## Task
Please find all lines containing "awning" in the listing below and copy them.

## Records shown
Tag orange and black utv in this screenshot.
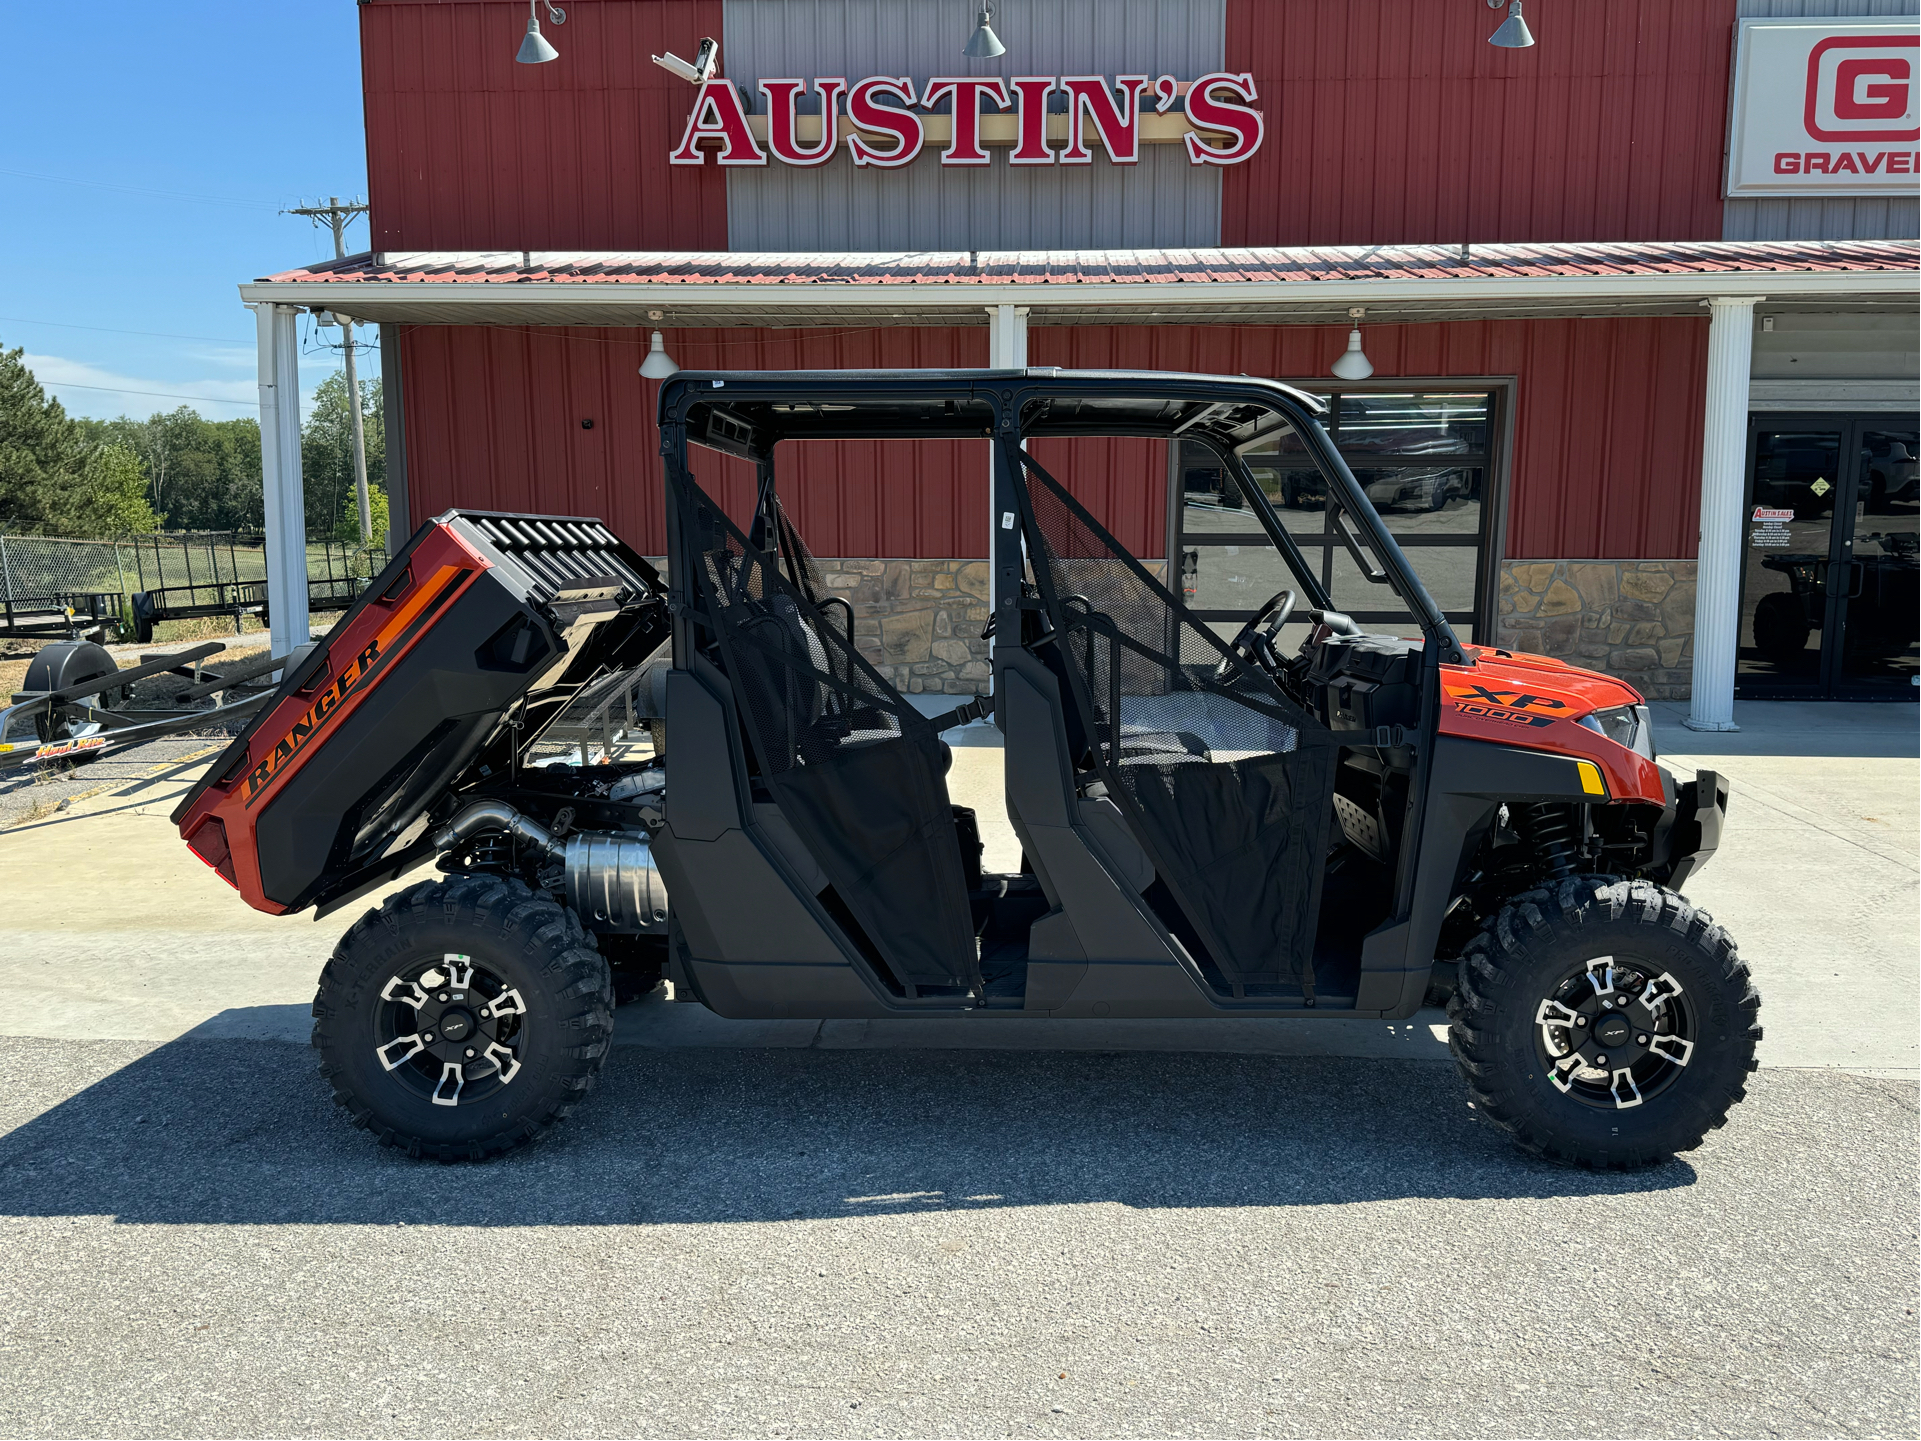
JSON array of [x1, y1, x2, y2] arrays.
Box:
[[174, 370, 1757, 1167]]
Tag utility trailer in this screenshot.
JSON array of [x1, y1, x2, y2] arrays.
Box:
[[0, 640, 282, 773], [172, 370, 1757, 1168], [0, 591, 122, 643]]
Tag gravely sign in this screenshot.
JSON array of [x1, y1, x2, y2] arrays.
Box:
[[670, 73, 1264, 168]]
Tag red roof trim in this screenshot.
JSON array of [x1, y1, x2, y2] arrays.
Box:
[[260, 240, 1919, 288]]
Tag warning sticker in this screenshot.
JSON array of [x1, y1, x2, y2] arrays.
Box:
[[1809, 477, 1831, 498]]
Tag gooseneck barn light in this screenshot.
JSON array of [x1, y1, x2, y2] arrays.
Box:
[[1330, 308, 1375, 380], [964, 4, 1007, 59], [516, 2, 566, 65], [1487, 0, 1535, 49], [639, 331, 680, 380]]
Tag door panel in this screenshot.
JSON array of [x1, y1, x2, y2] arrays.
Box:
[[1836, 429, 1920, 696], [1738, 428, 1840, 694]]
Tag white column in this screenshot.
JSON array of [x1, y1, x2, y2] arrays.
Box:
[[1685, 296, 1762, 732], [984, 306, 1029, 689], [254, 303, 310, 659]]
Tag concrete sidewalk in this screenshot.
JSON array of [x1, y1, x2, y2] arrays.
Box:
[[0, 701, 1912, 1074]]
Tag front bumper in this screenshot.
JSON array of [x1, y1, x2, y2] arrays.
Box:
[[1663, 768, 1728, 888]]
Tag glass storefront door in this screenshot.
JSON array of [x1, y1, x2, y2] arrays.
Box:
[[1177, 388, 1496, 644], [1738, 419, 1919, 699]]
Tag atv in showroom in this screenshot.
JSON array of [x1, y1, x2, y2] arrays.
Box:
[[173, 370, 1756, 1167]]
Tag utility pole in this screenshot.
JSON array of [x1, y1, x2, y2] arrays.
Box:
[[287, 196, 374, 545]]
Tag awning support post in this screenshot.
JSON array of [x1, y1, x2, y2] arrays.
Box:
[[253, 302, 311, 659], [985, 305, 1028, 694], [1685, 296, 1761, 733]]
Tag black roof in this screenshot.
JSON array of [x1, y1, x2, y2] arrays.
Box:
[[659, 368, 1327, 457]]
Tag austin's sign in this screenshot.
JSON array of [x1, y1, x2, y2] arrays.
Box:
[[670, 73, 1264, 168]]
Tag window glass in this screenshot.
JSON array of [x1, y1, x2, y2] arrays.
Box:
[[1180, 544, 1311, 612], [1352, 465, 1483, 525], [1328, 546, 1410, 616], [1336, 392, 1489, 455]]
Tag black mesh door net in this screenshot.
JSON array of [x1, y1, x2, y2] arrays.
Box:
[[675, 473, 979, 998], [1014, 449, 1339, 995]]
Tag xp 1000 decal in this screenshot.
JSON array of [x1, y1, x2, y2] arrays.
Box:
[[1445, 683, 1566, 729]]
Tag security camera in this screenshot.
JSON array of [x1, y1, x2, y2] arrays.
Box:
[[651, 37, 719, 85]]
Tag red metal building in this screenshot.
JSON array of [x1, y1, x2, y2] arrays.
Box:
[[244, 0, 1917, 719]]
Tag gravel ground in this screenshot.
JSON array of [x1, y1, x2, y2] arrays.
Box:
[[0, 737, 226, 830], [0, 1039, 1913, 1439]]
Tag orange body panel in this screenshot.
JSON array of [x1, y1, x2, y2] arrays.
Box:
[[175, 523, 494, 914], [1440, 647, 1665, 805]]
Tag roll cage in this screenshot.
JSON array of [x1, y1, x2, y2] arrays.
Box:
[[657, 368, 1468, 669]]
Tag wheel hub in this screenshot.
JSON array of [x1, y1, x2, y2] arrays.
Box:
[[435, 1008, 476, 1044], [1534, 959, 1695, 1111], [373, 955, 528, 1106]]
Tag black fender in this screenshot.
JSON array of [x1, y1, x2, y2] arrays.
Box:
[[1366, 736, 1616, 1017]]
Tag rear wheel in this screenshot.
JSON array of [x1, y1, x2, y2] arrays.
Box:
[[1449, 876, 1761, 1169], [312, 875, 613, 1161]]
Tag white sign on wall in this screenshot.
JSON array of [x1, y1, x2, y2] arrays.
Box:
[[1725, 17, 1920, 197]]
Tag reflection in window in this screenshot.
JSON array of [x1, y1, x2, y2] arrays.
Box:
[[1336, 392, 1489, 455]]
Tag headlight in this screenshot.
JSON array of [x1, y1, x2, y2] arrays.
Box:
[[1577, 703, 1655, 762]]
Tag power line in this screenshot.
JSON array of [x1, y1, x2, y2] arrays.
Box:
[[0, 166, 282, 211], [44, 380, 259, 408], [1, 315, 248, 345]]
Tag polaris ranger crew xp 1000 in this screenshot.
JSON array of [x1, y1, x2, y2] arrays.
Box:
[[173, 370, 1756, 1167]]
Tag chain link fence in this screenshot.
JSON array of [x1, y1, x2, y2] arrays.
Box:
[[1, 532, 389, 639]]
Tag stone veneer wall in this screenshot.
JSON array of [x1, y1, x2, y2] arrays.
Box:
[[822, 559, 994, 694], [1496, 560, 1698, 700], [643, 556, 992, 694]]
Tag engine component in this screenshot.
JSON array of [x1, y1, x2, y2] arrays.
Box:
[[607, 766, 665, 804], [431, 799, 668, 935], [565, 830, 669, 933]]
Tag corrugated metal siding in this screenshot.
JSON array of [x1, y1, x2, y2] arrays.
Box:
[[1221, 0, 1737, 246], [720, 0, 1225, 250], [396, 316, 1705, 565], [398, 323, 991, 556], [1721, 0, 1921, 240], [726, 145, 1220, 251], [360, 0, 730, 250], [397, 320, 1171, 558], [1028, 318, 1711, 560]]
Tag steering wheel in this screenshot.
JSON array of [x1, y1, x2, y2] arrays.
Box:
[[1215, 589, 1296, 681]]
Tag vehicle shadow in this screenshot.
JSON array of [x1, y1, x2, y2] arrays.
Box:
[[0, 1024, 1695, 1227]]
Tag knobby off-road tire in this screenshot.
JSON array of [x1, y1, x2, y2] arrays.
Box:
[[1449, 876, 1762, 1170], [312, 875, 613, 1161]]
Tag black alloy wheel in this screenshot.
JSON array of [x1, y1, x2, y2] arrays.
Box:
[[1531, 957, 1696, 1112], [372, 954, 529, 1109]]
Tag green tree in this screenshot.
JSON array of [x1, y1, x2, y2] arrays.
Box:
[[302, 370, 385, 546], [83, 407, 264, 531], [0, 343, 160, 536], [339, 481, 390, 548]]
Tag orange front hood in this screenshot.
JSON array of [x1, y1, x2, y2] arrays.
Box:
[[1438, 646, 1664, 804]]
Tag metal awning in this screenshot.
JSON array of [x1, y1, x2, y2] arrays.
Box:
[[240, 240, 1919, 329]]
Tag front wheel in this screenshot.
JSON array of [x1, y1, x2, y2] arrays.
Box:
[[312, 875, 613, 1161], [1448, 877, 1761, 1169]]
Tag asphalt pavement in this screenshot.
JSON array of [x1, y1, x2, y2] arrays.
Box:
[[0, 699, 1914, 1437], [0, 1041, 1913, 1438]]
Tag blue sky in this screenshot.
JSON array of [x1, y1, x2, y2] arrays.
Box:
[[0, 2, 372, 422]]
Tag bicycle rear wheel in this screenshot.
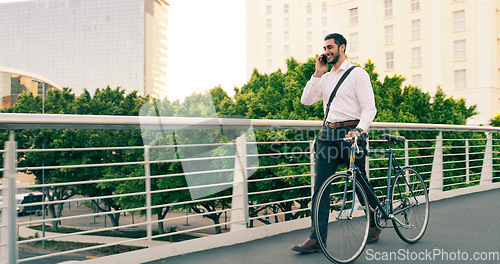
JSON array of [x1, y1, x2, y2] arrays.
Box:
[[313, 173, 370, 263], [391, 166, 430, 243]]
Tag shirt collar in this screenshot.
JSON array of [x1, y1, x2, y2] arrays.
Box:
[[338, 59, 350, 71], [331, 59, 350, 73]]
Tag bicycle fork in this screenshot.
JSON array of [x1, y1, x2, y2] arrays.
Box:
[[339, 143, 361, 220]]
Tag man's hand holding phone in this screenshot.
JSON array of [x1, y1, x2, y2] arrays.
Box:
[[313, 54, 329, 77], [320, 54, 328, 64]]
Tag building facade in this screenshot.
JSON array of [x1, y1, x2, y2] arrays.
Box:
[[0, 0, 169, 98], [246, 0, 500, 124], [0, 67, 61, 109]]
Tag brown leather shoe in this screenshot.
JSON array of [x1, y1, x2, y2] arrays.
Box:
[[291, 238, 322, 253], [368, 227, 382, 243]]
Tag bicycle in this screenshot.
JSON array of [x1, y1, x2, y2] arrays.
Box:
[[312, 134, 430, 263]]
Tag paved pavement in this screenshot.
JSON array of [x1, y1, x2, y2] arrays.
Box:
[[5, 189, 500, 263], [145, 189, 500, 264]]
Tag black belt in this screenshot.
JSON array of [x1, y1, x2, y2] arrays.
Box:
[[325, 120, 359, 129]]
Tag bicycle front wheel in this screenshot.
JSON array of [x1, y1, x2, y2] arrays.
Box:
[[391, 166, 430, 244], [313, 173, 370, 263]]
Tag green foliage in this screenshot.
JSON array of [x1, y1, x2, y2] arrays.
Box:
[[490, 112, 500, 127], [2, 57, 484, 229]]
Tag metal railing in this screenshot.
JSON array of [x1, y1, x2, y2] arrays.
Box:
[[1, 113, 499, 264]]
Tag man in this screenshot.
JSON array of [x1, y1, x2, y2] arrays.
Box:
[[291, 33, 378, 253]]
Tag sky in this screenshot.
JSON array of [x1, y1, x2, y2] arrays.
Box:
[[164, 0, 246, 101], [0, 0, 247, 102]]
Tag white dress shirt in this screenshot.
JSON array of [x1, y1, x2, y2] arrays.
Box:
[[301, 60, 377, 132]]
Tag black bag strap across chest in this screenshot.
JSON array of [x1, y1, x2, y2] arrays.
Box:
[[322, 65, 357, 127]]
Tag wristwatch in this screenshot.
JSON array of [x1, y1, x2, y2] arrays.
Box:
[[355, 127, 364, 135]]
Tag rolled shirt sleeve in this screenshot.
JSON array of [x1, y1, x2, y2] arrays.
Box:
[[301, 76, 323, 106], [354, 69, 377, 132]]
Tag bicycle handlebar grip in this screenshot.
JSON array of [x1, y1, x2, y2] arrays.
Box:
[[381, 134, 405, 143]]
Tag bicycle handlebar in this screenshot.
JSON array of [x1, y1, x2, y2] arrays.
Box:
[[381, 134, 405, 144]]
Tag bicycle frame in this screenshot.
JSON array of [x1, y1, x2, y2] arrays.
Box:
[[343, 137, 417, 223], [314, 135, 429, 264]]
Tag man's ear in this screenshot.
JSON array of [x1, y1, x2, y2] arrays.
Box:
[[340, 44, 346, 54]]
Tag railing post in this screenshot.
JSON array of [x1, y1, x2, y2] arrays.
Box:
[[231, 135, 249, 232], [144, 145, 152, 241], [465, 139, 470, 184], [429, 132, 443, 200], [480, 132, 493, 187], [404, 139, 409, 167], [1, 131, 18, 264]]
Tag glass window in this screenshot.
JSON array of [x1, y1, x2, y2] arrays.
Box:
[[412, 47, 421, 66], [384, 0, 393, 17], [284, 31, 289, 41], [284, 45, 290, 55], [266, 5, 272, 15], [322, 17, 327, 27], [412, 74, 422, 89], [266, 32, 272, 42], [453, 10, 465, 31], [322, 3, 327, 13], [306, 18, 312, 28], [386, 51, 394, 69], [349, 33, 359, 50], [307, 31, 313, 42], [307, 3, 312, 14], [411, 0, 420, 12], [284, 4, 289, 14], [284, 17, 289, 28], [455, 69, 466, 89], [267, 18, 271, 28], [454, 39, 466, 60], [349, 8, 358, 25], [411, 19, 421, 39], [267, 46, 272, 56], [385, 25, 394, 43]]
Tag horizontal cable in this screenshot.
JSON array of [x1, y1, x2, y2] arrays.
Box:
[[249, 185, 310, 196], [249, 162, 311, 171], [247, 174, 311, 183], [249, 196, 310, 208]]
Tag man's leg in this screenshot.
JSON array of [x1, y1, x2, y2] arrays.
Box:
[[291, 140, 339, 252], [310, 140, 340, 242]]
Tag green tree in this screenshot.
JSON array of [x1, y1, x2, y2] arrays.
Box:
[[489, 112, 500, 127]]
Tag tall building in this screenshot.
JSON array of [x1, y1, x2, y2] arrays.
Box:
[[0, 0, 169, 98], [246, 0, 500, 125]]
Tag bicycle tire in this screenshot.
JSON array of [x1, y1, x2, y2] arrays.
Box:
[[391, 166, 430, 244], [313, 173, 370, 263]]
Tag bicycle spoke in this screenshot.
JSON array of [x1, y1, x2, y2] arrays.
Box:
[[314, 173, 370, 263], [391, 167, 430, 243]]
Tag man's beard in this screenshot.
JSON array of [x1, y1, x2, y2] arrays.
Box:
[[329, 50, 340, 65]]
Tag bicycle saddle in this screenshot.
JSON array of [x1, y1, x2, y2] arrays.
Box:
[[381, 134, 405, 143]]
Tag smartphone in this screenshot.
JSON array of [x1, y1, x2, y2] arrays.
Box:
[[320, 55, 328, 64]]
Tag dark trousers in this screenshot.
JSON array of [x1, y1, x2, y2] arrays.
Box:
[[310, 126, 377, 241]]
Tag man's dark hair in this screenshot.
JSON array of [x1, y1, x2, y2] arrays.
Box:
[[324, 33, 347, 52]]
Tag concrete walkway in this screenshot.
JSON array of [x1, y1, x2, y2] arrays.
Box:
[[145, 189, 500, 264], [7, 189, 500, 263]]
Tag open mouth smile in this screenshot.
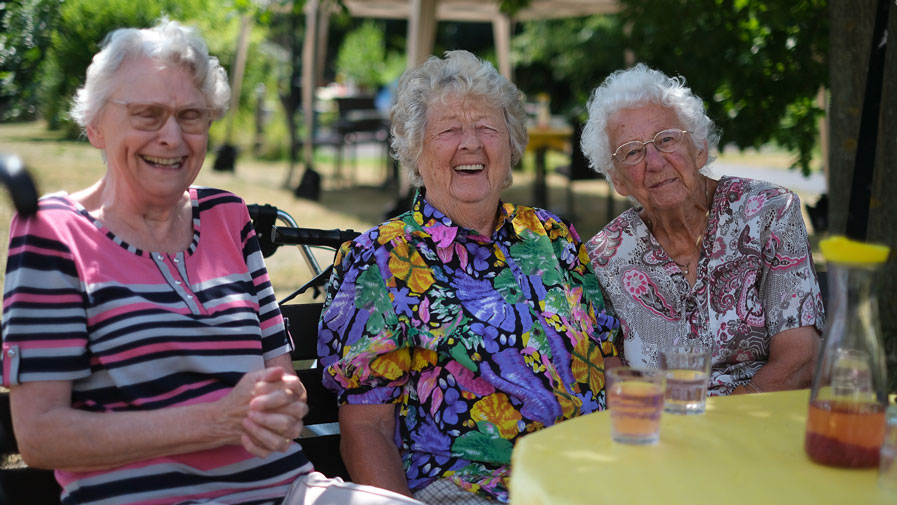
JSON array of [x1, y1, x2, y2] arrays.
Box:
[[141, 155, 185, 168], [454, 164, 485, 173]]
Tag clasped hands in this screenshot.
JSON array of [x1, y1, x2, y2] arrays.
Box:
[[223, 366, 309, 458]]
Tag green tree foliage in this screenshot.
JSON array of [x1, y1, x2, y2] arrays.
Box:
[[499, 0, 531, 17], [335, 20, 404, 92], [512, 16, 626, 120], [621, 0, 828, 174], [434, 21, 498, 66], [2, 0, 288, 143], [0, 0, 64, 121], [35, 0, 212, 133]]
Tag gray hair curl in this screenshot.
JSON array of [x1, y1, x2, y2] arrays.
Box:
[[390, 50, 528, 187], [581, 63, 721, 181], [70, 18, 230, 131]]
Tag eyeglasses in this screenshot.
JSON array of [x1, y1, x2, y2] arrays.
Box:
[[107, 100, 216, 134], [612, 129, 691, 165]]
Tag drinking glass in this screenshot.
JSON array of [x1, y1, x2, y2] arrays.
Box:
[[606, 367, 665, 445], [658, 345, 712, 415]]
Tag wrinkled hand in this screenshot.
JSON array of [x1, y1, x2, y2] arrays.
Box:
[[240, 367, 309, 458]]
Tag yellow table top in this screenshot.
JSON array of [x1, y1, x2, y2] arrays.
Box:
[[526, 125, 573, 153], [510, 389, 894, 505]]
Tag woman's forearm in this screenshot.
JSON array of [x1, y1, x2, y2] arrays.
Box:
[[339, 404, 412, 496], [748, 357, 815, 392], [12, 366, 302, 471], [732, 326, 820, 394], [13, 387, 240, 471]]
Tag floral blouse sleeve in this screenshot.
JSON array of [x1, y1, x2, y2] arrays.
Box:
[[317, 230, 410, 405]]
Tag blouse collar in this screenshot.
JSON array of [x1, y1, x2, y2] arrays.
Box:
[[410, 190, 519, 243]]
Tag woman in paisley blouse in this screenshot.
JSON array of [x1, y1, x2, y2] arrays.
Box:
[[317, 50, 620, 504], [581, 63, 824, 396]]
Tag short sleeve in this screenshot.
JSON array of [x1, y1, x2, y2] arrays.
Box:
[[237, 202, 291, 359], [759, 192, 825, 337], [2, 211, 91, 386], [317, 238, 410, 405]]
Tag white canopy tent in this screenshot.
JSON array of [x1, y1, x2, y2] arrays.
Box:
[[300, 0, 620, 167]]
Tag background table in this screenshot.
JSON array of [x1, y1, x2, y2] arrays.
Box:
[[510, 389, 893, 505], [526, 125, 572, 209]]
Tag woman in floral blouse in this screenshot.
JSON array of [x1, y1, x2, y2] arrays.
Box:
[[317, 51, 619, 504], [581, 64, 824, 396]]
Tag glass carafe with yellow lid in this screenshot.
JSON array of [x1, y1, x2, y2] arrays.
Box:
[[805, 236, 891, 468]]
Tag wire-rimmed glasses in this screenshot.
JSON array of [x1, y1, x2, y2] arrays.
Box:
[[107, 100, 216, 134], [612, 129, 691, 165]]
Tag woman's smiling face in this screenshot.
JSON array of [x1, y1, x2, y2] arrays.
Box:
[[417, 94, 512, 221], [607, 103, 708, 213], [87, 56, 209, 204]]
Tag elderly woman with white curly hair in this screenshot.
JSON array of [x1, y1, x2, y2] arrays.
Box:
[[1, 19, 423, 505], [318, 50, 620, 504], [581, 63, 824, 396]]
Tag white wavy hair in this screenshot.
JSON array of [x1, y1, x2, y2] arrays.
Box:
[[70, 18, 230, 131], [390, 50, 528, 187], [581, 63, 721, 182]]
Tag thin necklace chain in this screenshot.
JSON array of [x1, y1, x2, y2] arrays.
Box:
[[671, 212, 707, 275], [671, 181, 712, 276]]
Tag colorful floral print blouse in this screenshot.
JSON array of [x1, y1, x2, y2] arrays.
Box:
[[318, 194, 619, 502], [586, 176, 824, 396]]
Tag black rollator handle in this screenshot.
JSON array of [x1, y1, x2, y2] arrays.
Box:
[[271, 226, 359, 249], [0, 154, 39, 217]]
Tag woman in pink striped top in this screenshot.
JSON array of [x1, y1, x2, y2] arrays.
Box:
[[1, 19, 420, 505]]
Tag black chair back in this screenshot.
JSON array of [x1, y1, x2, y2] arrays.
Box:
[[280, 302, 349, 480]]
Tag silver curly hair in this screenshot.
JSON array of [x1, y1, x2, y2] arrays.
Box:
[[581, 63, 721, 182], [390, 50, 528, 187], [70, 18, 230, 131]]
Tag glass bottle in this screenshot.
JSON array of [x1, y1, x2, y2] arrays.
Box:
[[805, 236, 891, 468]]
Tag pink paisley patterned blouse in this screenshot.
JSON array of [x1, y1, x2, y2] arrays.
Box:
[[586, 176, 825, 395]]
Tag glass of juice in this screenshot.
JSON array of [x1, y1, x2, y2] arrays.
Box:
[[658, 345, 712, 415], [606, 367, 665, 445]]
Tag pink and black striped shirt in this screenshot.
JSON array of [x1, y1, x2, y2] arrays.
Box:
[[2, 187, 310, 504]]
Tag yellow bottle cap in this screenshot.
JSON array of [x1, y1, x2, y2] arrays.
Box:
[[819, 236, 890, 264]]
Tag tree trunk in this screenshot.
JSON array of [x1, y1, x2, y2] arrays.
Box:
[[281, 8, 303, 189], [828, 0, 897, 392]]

## Written answer
Tag awning support post in this screenshot.
Tag metal awning in this screenshot.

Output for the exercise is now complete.